» What to work on
Reproduce the entries exactly.

» Supplied material
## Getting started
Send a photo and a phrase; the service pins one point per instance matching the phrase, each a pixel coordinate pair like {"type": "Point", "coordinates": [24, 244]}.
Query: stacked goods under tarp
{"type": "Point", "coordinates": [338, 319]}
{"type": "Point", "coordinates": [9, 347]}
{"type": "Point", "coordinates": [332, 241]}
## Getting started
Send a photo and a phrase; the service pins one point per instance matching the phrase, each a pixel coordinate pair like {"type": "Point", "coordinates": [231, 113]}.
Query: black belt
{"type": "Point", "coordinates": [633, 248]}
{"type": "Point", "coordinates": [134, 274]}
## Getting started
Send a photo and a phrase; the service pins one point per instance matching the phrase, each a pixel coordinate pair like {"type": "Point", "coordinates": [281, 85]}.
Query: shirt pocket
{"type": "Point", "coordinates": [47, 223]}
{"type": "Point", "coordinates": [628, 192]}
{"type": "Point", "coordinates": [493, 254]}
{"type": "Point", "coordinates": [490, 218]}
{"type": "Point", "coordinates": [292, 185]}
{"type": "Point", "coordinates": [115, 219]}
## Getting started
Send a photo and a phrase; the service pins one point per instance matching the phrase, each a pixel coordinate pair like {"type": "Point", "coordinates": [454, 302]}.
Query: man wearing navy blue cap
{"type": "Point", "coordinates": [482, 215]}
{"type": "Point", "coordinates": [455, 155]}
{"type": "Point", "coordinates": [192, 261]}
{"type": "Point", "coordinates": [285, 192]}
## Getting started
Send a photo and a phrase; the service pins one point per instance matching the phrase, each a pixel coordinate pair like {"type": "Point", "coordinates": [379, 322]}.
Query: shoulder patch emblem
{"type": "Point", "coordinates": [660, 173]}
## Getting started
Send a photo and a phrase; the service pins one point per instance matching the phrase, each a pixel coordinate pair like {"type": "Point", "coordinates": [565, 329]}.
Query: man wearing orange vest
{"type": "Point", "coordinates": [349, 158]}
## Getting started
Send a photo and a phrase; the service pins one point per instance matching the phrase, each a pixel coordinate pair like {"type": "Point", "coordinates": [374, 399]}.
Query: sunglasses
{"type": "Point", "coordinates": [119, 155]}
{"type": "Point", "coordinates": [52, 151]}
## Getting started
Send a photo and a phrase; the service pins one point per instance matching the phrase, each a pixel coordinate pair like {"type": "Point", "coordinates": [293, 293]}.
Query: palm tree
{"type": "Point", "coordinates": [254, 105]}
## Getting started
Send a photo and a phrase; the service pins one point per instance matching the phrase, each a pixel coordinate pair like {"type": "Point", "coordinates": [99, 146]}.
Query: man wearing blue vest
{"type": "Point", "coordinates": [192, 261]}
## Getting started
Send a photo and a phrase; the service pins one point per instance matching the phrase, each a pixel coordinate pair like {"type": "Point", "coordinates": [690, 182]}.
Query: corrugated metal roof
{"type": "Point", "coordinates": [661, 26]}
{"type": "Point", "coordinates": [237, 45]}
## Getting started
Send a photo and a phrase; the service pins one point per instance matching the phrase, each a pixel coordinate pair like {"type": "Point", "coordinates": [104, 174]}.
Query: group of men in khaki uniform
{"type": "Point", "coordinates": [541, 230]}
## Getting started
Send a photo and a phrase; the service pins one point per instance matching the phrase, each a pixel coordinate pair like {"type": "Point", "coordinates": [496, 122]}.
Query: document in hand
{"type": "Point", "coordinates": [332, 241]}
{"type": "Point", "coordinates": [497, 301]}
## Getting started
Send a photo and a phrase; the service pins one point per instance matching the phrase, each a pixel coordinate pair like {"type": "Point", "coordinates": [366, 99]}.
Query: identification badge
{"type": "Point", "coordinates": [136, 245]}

» Full output
## Getting started
Send a photo and a phrase; the service pins one point per instance matching the phrase, each a pixel coordinate pair like {"type": "Point", "coordinates": [24, 244]}.
Query: stacked goods under tarp
{"type": "Point", "coordinates": [338, 319]}
{"type": "Point", "coordinates": [9, 347]}
{"type": "Point", "coordinates": [332, 241]}
## Getting started
Send a photo and a phrase; the service pins one point per instance matching the phrase, each a pixel coordinate pair like {"type": "Point", "coordinates": [231, 113]}.
Query: black belt
{"type": "Point", "coordinates": [633, 248]}
{"type": "Point", "coordinates": [134, 274]}
## Getting started
Send a photo and a phrase; the service pins one point per instance matching the phrase, each a pixel coordinate pair like {"type": "Point", "coordinates": [281, 85]}.
Query: shirt pocket
{"type": "Point", "coordinates": [47, 223]}
{"type": "Point", "coordinates": [628, 192]}
{"type": "Point", "coordinates": [493, 254]}
{"type": "Point", "coordinates": [490, 218]}
{"type": "Point", "coordinates": [292, 185]}
{"type": "Point", "coordinates": [115, 219]}
## Getting started
Send a photo and a phrase; the service pins one point per instance matching the phrase, each a pixel coordinate pair like {"type": "Point", "coordinates": [454, 302]}.
Query: man wearing navy blue cap
{"type": "Point", "coordinates": [482, 215]}
{"type": "Point", "coordinates": [455, 155]}
{"type": "Point", "coordinates": [192, 261]}
{"type": "Point", "coordinates": [285, 192]}
## Getting started
Send a photo and a phrase; the service pins one point per instance matching the phrase, each a pixel coordinate pair like {"type": "Point", "coordinates": [379, 322]}.
Query: shoulder patch emblem
{"type": "Point", "coordinates": [660, 173]}
## Getting started
Send a photo and a phrase; the service pins one point per instance matching the phrase, each a pixel coordinate pair like {"type": "Point", "coordinates": [565, 329]}.
Query: man wearing orange vest
{"type": "Point", "coordinates": [349, 158]}
## Getting started
Send a photo and a phrase; the service pins one point per instance matching the phrase, each a pixel coordinate pair like {"type": "Point", "coordinates": [374, 399]}.
Query: sunglasses
{"type": "Point", "coordinates": [119, 155]}
{"type": "Point", "coordinates": [52, 151]}
## Getting started
Send a photo and a phrase; the service pins one point per instance matching the phrase, each a pixel coordinate pair like {"type": "Point", "coordinates": [293, 293]}.
Query: palm tree
{"type": "Point", "coordinates": [254, 105]}
## Getting started
Send a photo and a phrase; the service pins one point per instance matching the phrase, each a pixel coordinate pair like {"type": "Point", "coordinates": [99, 146]}.
Query: man wearing blue vest
{"type": "Point", "coordinates": [192, 261]}
## Getting started
Send a photo and a phrase; the service pins one point per instance matching the phrase, each a pixel coordinate pair like {"type": "Point", "coordinates": [690, 182]}.
Query: corrugated metal roof
{"type": "Point", "coordinates": [661, 26]}
{"type": "Point", "coordinates": [237, 45]}
## Getting started
Send a photo and a phrase; the service pins one point per instance matching the phrase, each a pixel coordinate pair like {"type": "Point", "coordinates": [104, 174]}.
Query: group of men in khaki uniform
{"type": "Point", "coordinates": [541, 230]}
## Getting started
Send a photo and a phrase; the service pins one point per instance matching the phrase, each a pixel coordinate pair like {"type": "Point", "coordinates": [496, 122]}.
Query: document in hand
{"type": "Point", "coordinates": [332, 241]}
{"type": "Point", "coordinates": [497, 301]}
## Getting started
Send a photo and a phrase; the service pins one point per instance matching the phrase, each a pixel coordinate pair like {"type": "Point", "coordinates": [366, 99]}.
Query: identification badge
{"type": "Point", "coordinates": [136, 245]}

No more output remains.